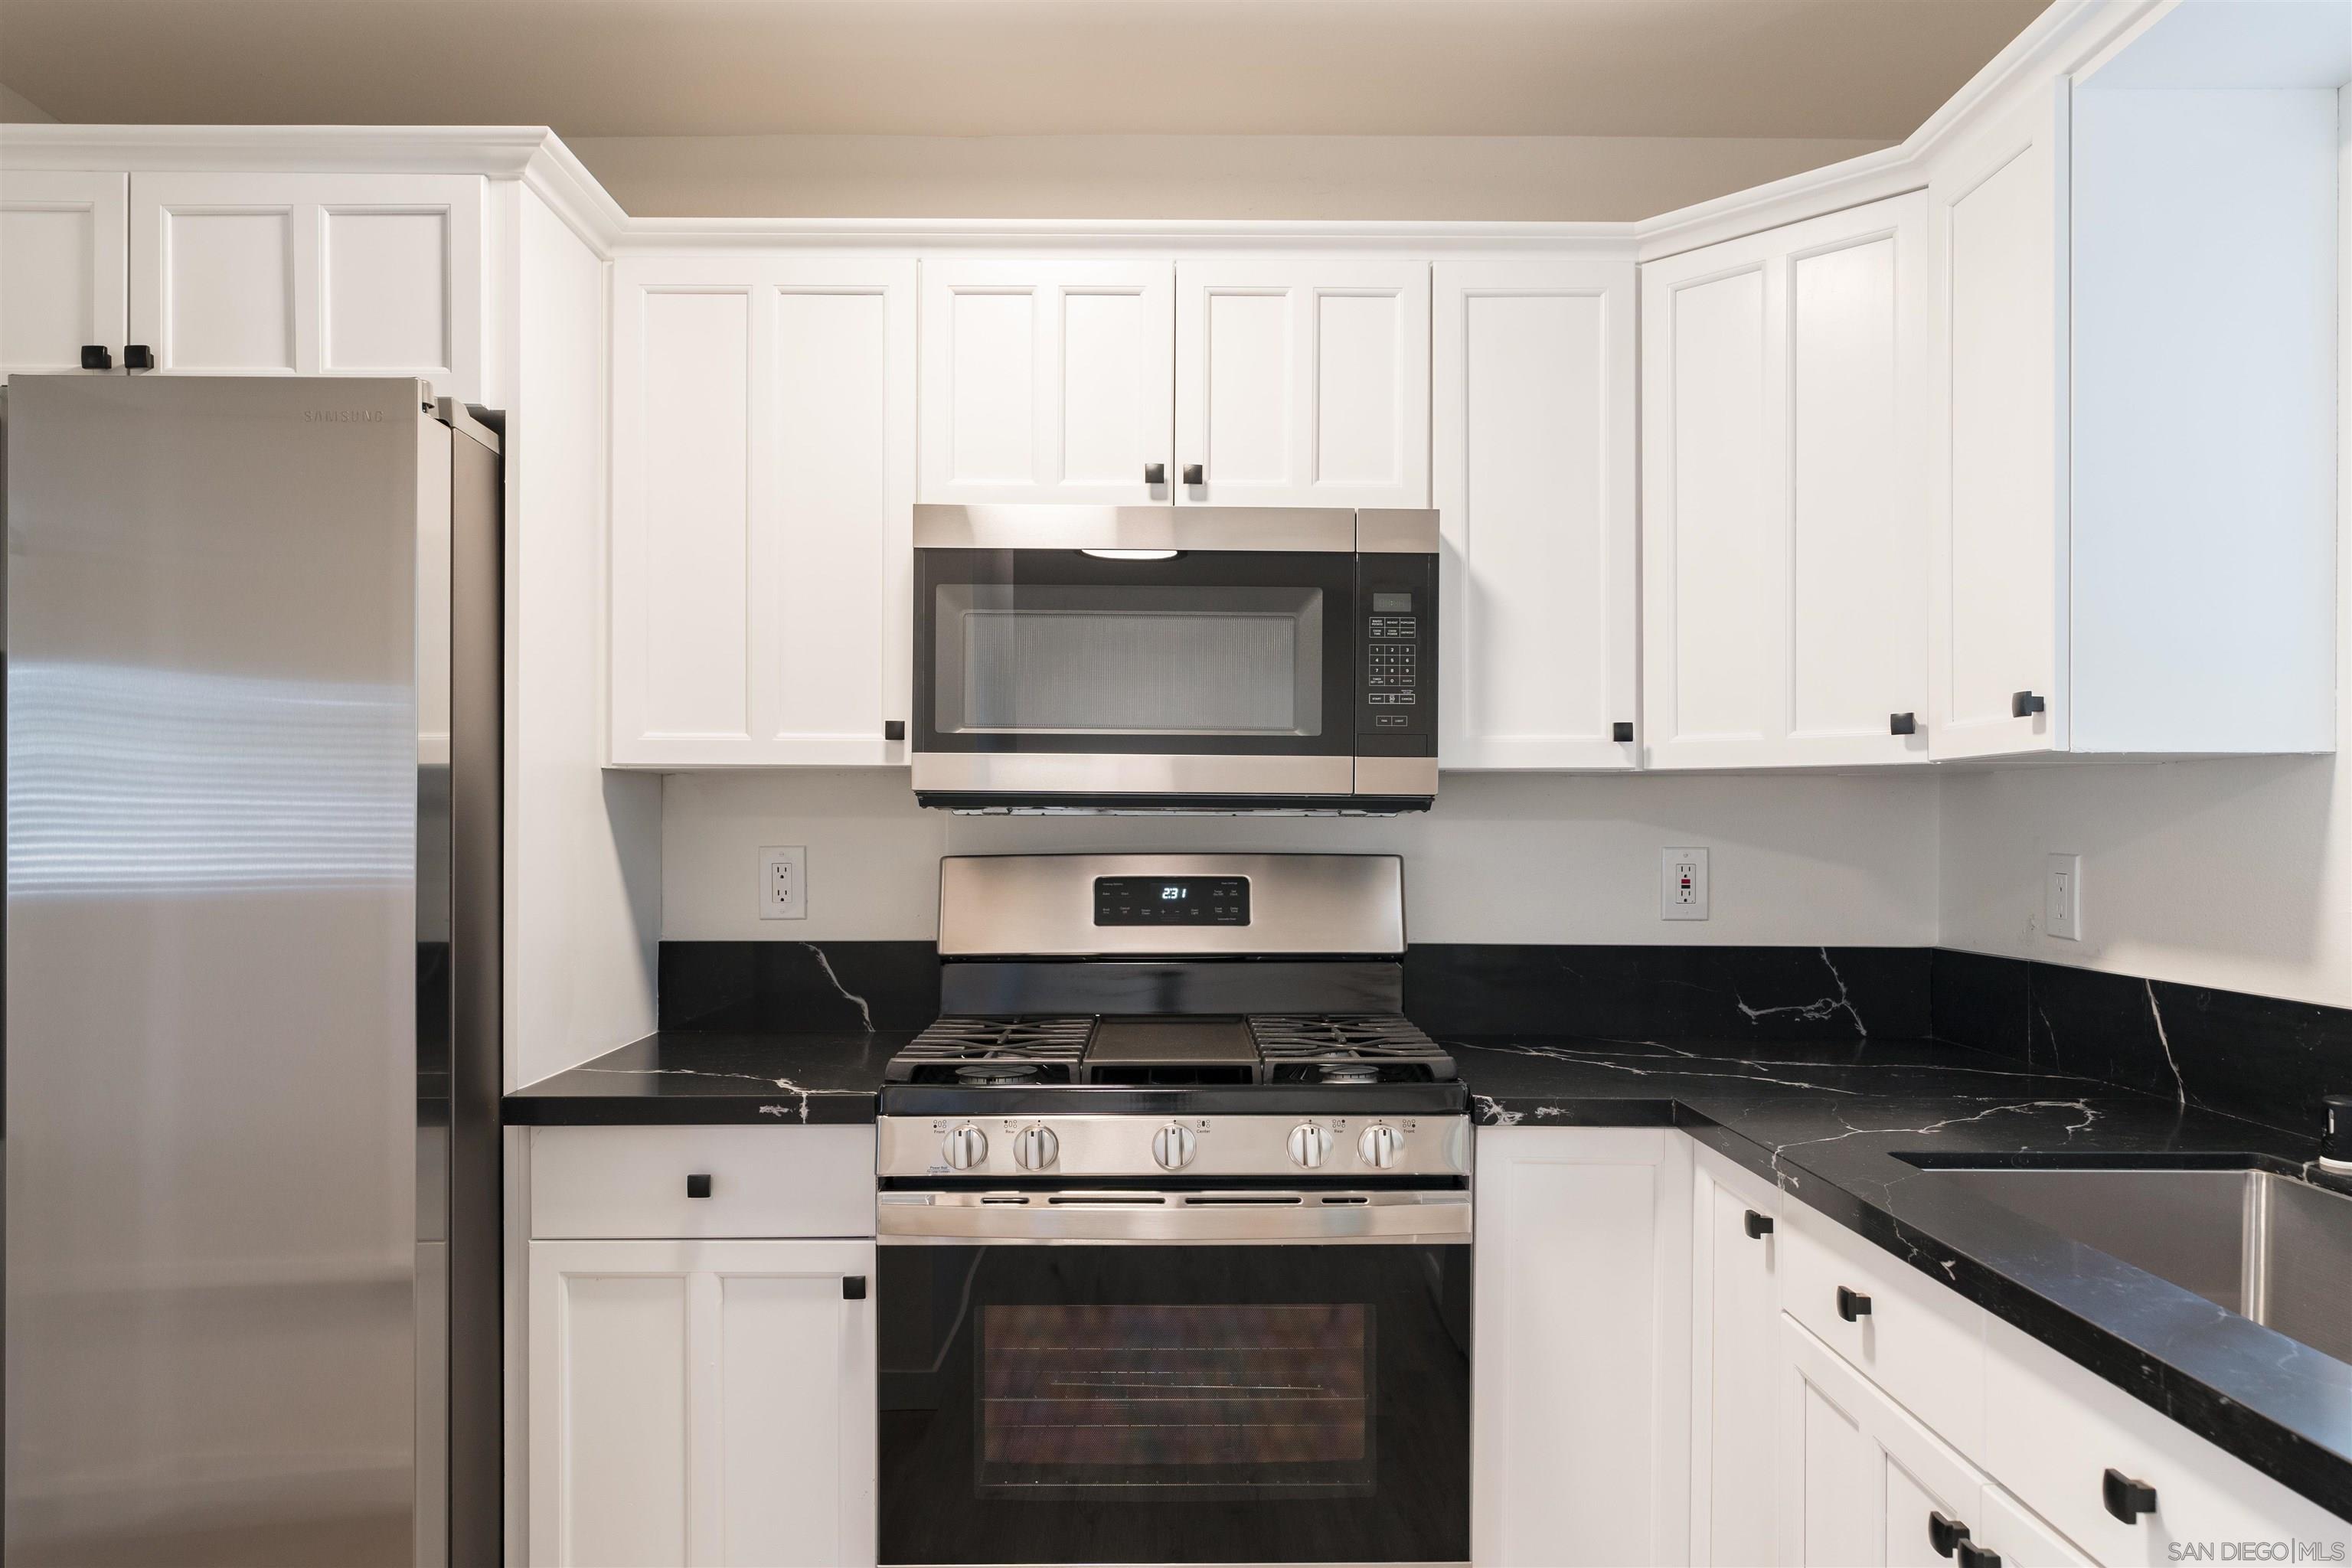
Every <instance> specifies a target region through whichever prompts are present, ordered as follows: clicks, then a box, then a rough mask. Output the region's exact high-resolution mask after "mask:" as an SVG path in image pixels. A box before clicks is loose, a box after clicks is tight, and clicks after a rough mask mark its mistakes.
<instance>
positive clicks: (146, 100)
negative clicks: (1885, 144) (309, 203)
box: [0, 0, 2044, 141]
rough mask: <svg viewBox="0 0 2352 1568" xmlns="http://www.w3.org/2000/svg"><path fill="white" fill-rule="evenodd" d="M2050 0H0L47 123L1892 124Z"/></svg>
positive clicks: (1940, 94)
mask: <svg viewBox="0 0 2352 1568" xmlns="http://www.w3.org/2000/svg"><path fill="white" fill-rule="evenodd" d="M2042 5H2044V0H0V82H5V85H9V87H14V89H16V92H21V94H24V96H26V99H31V101H33V103H38V106H40V108H45V110H47V113H52V115H56V118H59V120H85V122H106V120H122V122H266V125H306V122H348V125H553V127H555V129H557V132H564V134H574V136H743V134H915V136H1023V134H1028V136H1049V134H1110V132H1117V134H1324V136H1359V134H1392V136H1813V139H1825V136H1839V139H1872V141H1898V139H1903V136H1905V134H1910V132H1912V129H1915V127H1917V125H1919V122H1922V120H1924V118H1926V115H1929V113H1931V110H1933V108H1936V106H1938V103H1940V101H1943V99H1945V96H1950V94H1952V89H1957V87H1959V85H1962V82H1964V80H1969V75H1971V73H1973V71H1976V68H1978V66H1983V63H1985V61H1987V59H1990V56H1992V54H1994V52H1999V47H2002V45H2004V42H2009V40H2011V38H2013V35H2016V33H2018V28H2023V26H2025V21H2027V19H2032V16H2034V14H2037V12H2039V9H2042Z"/></svg>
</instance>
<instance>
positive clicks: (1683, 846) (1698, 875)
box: [1658, 844, 1708, 919]
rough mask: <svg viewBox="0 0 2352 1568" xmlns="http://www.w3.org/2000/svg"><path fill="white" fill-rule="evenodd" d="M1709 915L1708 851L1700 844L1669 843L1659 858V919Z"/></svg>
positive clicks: (1701, 917) (1658, 886)
mask: <svg viewBox="0 0 2352 1568" xmlns="http://www.w3.org/2000/svg"><path fill="white" fill-rule="evenodd" d="M1705 917H1708V851H1705V846H1703V844H1684V846H1668V849H1665V851H1661V860H1658V919H1705Z"/></svg>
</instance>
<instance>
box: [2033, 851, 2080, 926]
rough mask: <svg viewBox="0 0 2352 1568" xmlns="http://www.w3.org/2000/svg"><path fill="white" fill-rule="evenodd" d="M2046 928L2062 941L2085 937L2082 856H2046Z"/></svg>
mask: <svg viewBox="0 0 2352 1568" xmlns="http://www.w3.org/2000/svg"><path fill="white" fill-rule="evenodd" d="M2042 929H2044V931H2049V933H2051V936H2056V938H2058V940H2060V943H2079V940H2082V856H2049V858H2046V860H2044V870H2042Z"/></svg>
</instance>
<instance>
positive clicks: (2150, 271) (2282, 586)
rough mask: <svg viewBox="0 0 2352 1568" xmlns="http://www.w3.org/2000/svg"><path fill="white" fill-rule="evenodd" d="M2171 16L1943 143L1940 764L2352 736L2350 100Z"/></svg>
mask: <svg viewBox="0 0 2352 1568" xmlns="http://www.w3.org/2000/svg"><path fill="white" fill-rule="evenodd" d="M2187 9H2211V7H2187ZM2187 9H2185V12H2183V14H2187ZM2166 26H2169V24H2164V21H2159V24H2157V26H2154V28H2152V31H2150V33H2147V35H2145V38H2143V40H2140V42H2138V45H2133V49H2126V52H2124V54H2122V56H2119V59H2122V63H2110V66H2105V71H2103V73H2086V75H2084V78H2077V80H2072V82H2067V80H2060V82H2056V85H2049V87H2039V89H2034V92H2030V94H2025V96H2023V99H2020V101H2018V103H2016V106H2011V108H2009V110H2006V113H2004V115H1999V118H1994V120H1990V122H1987V125H1983V127H1980V129H1976V132H1971V134H1966V136H1964V139H1959V141H1957V143H1955V146H1950V148H1943V150H1938V153H1936V155H1933V160H1931V162H1929V242H1931V249H1933V256H1936V273H1938V287H1936V308H1933V367H1936V374H1933V388H1936V404H1933V409H1931V440H1929V473H1931V477H1933V501H1931V517H1933V550H1931V588H1933V592H1931V677H1933V686H1931V691H1933V696H1931V698H1929V708H1931V729H1929V748H1931V752H1933V755H1936V757H1938V759H1945V757H1999V755H2016V752H2091V755H2126V757H2129V755H2230V752H2324V750H2333V745H2336V477H2333V475H2336V458H2333V447H2336V423H2338V409H2336V397H2338V388H2336V367H2333V341H2336V292H2338V284H2336V277H2338V266H2336V249H2338V230H2336V183H2338V181H2336V129H2333V127H2336V94H2333V89H2321V87H2251V85H2230V87H2213V89H2206V87H2194V82H2197V80H2199V73H2206V75H2213V78H2216V80H2218V78H2220V73H2227V71H2230V66H2227V61H2206V59H2194V56H2197V54H2199V52H2206V54H2209V49H2206V47H2204V45H2197V42H2194V38H2192V28H2178V31H2176V33H2178V35H2176V40H2173V45H2166ZM2164 47H2173V52H2176V54H2180V56H2183V59H2173V61H2171V63H2166V66H2157V71H2161V73H2164V82H2166V85H2164V87H2131V85H2129V82H2133V80H2145V71H2143V73H2140V78H2136V75H2133V71H2136V66H2131V61H2133V56H2136V54H2143V52H2147V49H2164Z"/></svg>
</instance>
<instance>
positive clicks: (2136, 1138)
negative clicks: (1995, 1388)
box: [506, 1030, 2352, 1516]
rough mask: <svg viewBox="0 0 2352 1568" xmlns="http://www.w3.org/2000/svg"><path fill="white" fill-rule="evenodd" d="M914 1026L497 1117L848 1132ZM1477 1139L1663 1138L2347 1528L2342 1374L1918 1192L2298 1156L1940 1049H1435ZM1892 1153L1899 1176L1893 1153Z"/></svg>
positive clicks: (2091, 1085) (723, 1050)
mask: <svg viewBox="0 0 2352 1568" xmlns="http://www.w3.org/2000/svg"><path fill="white" fill-rule="evenodd" d="M908 1039H910V1032H875V1034H866V1032H835V1034H727V1032H703V1030H666V1032H659V1034H649V1037H644V1039H640V1041H633V1044H628V1046H621V1048H619V1051H609V1053H604V1056H600V1058H595V1060H590V1063H583V1065H579V1067H572V1070H567V1072H557V1074H555V1077H548V1079H543V1081H539V1084H532V1086H529V1088H522V1091H515V1093H510V1095H508V1098H506V1121H508V1124H524V1126H553V1124H767V1126H776V1124H783V1126H800V1124H856V1121H873V1119H875V1100H877V1093H880V1088H882V1067H884V1063H889V1058H891V1056H894V1053H896V1051H898V1048H901V1046H903V1044H906V1041H908ZM1442 1044H1444V1046H1446V1048H1449V1051H1451V1053H1454V1058H1456V1060H1458V1063H1461V1077H1463V1081H1465V1084H1468V1088H1470V1105H1472V1117H1475V1119H1477V1124H1479V1126H1675V1128H1682V1131H1686V1133H1691V1135H1693V1138H1696V1140H1698V1143H1703V1145H1708V1147H1712V1150H1717V1152H1719V1154H1724V1157H1729V1159H1731V1161H1736V1164H1738V1166H1745V1168H1748V1171H1752V1173H1755V1175H1759V1178H1762V1180H1769V1182H1773V1185H1776V1187H1780V1190H1783V1192H1785V1194H1790V1197H1795V1199H1802V1201H1804V1204H1809V1206H1813V1208H1818V1211H1823V1213H1828V1215H1830V1218H1835V1220H1837V1222H1839V1225H1844V1227H1849V1229H1853V1232H1858V1234H1860V1237H1865V1239H1867V1241H1872V1244H1877V1246H1882V1248H1884V1251H1886V1253H1891V1255H1896V1258H1900V1260H1905V1262H1910V1265H1912V1267H1915V1269H1919V1272H1922V1274H1924V1276H1929V1279H1933V1281H1936V1284H1940V1286H1950V1288H1957V1291H1959V1293H1962V1295H1966V1298H1969V1300H1973V1302H1978V1305H1980V1307H1985V1309H1987V1312H1992V1314H1997V1316H2002V1319H2004V1321H2009V1324H2013V1326H2018V1328H2023V1331H2025V1333H2030V1335H2034V1338H2037V1340H2042V1342H2046V1345H2051V1347H2056V1349H2058V1352H2063V1354H2067V1356H2072V1359H2074V1361H2079V1363H2084V1366H2089V1368H2091V1371H2096V1373H2098V1375H2103V1378H2105V1380H2107V1382H2114V1385H2117V1387H2122V1389H2126V1392H2131V1394H2133V1396H2138V1399H2140V1401H2143V1403H2147V1406H2152V1408H2157V1410H2161V1413H2164V1415H2169V1418H2173V1420H2178V1422H2183V1425H2185V1427H2190V1429H2192V1432H2197V1434H2199V1436H2206V1439H2209V1441H2213V1443H2218V1446H2220V1448H2225V1450H2227V1453H2232V1455H2237V1458H2241V1460H2246V1462H2249V1465H2253V1467H2256V1469H2263V1472H2265V1474H2270V1476H2274V1479H2279V1481H2281V1483H2286V1486H2291V1488H2293V1490H2298V1493H2303V1495H2305V1497H2310V1500H2314V1502H2319V1505H2321V1507H2326V1509H2331V1512H2336V1514H2343V1516H2352V1366H2347V1363H2343V1361H2336V1359H2333V1356H2326V1354H2321V1352H2317V1349H2310V1347H2305V1345H2298V1342H2293V1340H2286V1338H2284V1335H2277V1333H2272V1331H2267V1328H2263V1326H2258V1324H2251V1321H2246V1319H2241V1316H2237V1314H2234V1312H2227V1309H2223V1307H2218V1305H2213V1302H2209V1300H2204V1298H2201V1295H2192V1293H2190V1291H2183V1288H2178V1286H2173V1284H2169V1281H2161V1279H2157V1276H2152V1274H2143V1272H2140V1269H2133V1267H2129V1265H2124V1262H2117V1260H2112V1258H2107V1255H2105V1253H2098V1251H2091V1248H2086V1246H2082V1244H2074V1241H2067V1239H2065V1237H2058V1234H2056V1232H2051V1229H2044V1227H2039V1225H2034V1222H2032V1220H2025V1218H2023V1215H2013V1213H2009V1211H2006V1208H1999V1206H1994V1204H1987V1201H1983V1199H1978V1197H1973V1194H1969V1192H1959V1190H1952V1187H1947V1185H1943V1182H1936V1180H1933V1168H1931V1166H1933V1164H1938V1161H1940V1164H2002V1161H2009V1164H2070V1161H2072V1164H2129V1166H2140V1164H2232V1166H2244V1164H2260V1166H2267V1168H2274V1171H2293V1173H2307V1161H2310V1159H2312V1157H2314V1154H2317V1143H2314V1138H2298V1135H2293V1133H2286V1131H2277V1128H2267V1126H2260V1124H2253V1121H2239V1119H2234V1117H2223V1114H2213V1112H2204V1110H2197V1107H2192V1105H2180V1103H2176V1100H2166V1098H2159V1095H2147V1093H2136V1091H2129V1088H2114V1086H2110V1084H2105V1081H2098V1079H2086V1077H2072V1074H2060V1072H2046V1070H2030V1067H2025V1065H2020V1063H2016V1060H2011V1058H2002V1056H1987V1053H1978V1051H1969V1048H1962V1046H1945V1044H1936V1041H1882V1039H1863V1041H1818V1044H1771V1046H1762V1044H1755V1041H1726V1044H1705V1041H1679V1044H1653V1041H1606V1039H1573V1037H1545V1034H1519V1037H1444V1039H1442ZM1905 1157H1910V1159H1905Z"/></svg>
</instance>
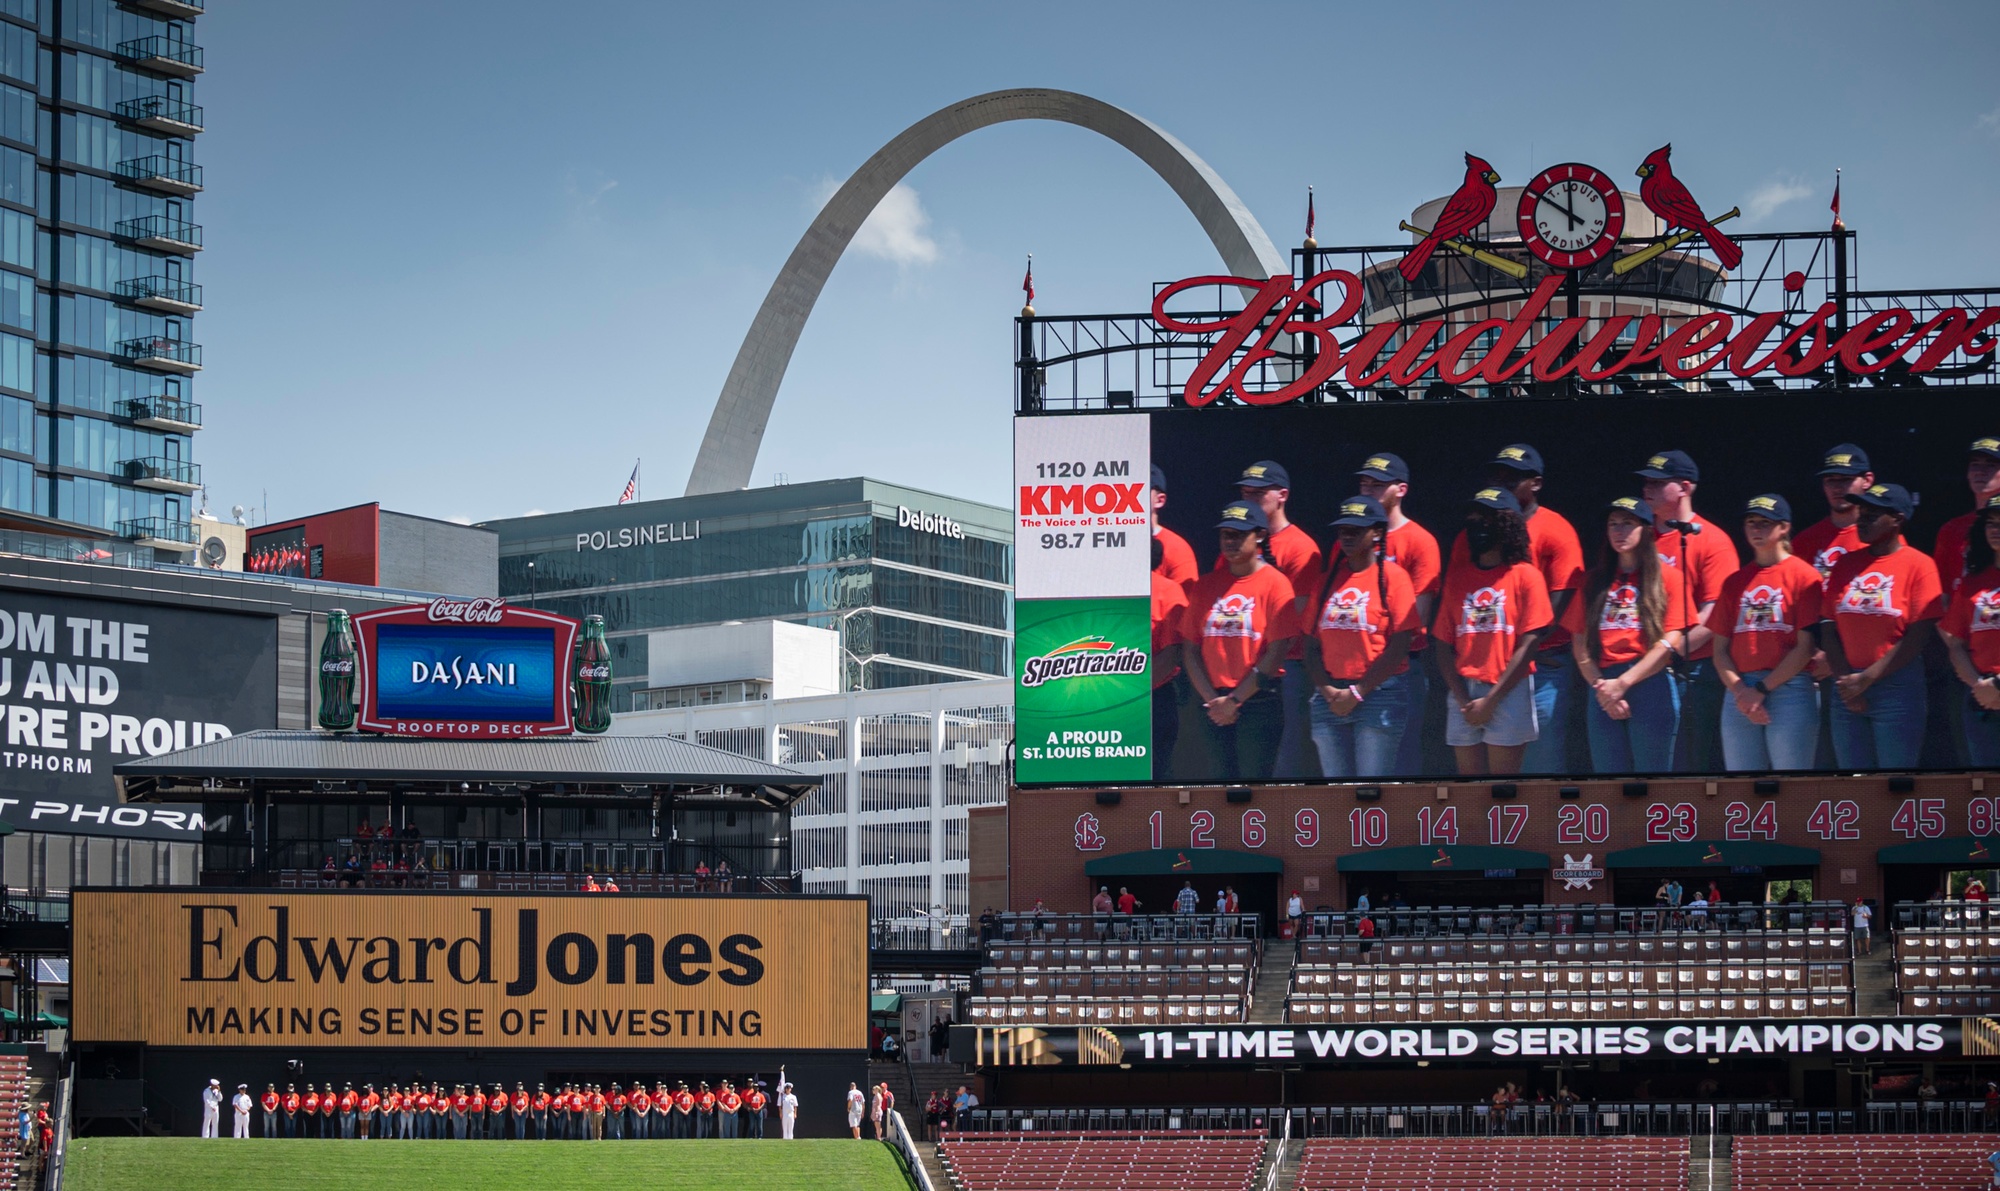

*PROBLEM TO WORK ON*. Within the material above, copy exactly the lines from the line that holds "box: [506, 1030, 2352, 1516]" up to and including the line that holds "1026L497 1117L848 1132ZM1477".

*EXERCISE OUTPUT*.
box: [506, 1030, 2352, 1516]
rough mask: <svg viewBox="0 0 2352 1568" xmlns="http://www.w3.org/2000/svg"><path fill="white" fill-rule="evenodd" d="M914 1026L497 1117L848 1132ZM1477 1139L1663 1138L2347 1528L2342 1374L1918 1192L2298 1156L1940 1049H1435ZM1892 1153L1899 1176L1893 1153Z"/></svg>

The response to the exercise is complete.